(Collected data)
— Begin —
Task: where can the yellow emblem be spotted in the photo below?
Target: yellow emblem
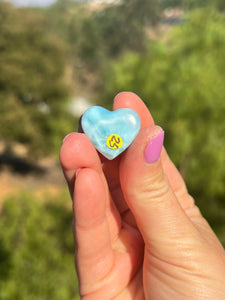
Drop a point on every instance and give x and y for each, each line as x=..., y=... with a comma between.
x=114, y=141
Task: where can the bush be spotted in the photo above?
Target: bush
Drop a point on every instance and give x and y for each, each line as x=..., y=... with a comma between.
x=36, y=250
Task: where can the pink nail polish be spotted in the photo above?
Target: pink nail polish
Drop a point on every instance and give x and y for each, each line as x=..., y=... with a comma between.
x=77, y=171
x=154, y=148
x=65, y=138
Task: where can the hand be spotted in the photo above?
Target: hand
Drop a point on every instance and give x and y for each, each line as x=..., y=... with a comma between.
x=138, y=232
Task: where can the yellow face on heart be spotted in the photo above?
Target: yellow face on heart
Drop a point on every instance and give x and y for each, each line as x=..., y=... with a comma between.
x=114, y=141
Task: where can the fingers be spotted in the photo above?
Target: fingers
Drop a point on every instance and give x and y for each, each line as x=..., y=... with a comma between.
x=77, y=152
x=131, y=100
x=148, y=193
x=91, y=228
— End —
— Begin —
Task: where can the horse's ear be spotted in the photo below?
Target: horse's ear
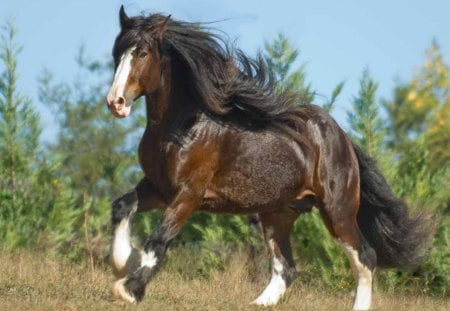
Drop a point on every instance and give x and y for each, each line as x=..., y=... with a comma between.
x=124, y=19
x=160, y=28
— End —
* _TASK PROMPT_: Quote the data from the line with "Task: where can the yellow emblem" to the line with "x=36, y=250", both included, leaving out the picture.

* _RESPONSE TO THE TASK_:
Task: where can the yellow emblem be spotted in the photo below?
Target: yellow emblem
Drop a point on every instance and give x and y for each, each line as x=..., y=... with a comma between.
x=114, y=141
Task: where can the bush be spotted in the photo above?
Target: bush
Drop a point on every instance and give x and y for each, each line as x=..., y=... with a comma between.
x=36, y=250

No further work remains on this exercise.